## DO THIS
In the rows below, locate each line that contains the string "plaid" and copy those lines out in full.

## RECORDS SHOWN
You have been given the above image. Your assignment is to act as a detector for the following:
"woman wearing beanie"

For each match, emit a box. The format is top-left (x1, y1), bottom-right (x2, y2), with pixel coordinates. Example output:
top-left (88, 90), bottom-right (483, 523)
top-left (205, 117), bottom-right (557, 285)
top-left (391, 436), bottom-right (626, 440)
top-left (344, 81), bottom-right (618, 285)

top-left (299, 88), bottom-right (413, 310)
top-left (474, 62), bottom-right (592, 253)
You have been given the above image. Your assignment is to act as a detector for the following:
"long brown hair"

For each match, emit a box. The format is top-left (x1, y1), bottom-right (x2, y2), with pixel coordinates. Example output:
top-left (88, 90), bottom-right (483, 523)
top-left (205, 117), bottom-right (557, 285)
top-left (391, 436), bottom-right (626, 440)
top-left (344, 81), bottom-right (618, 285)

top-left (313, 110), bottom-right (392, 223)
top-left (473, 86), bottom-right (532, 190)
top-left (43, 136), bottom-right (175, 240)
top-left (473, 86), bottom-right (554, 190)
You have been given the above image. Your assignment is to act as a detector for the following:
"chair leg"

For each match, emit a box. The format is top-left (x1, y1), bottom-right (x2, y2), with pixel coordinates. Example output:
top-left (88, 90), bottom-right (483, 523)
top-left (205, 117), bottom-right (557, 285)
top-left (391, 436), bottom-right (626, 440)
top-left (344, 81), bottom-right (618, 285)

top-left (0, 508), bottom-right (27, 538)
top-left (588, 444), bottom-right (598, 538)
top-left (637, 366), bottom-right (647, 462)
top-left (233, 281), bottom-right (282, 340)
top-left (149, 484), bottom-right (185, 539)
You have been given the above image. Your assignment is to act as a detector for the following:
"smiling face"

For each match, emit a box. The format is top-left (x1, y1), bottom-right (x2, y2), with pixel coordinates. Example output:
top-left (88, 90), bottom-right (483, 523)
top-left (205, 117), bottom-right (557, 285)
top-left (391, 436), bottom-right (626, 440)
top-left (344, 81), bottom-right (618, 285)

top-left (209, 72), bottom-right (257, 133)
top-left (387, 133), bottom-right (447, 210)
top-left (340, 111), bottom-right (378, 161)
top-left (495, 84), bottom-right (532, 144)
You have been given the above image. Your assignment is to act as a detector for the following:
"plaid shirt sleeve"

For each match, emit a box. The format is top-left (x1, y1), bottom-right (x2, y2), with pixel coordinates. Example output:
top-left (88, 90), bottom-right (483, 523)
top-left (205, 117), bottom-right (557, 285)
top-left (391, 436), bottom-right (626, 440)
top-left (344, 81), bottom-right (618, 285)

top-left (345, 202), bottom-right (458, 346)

---

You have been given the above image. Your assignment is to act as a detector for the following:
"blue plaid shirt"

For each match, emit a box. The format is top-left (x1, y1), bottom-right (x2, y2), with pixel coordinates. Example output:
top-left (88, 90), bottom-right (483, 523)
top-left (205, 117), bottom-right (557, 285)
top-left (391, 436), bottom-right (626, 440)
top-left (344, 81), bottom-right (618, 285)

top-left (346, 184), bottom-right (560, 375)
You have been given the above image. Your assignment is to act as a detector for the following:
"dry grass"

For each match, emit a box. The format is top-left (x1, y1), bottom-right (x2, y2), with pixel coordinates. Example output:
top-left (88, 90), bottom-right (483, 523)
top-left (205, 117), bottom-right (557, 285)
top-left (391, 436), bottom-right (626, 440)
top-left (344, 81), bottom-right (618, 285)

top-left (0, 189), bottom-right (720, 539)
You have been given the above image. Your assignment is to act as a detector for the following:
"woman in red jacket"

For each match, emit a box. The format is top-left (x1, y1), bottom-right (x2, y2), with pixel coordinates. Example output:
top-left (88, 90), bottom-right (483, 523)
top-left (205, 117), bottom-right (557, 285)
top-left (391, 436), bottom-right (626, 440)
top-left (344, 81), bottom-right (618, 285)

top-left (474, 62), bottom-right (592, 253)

## WRITTEN ANSWER
"plaid shirt sleeve"
"blue plaid shirt"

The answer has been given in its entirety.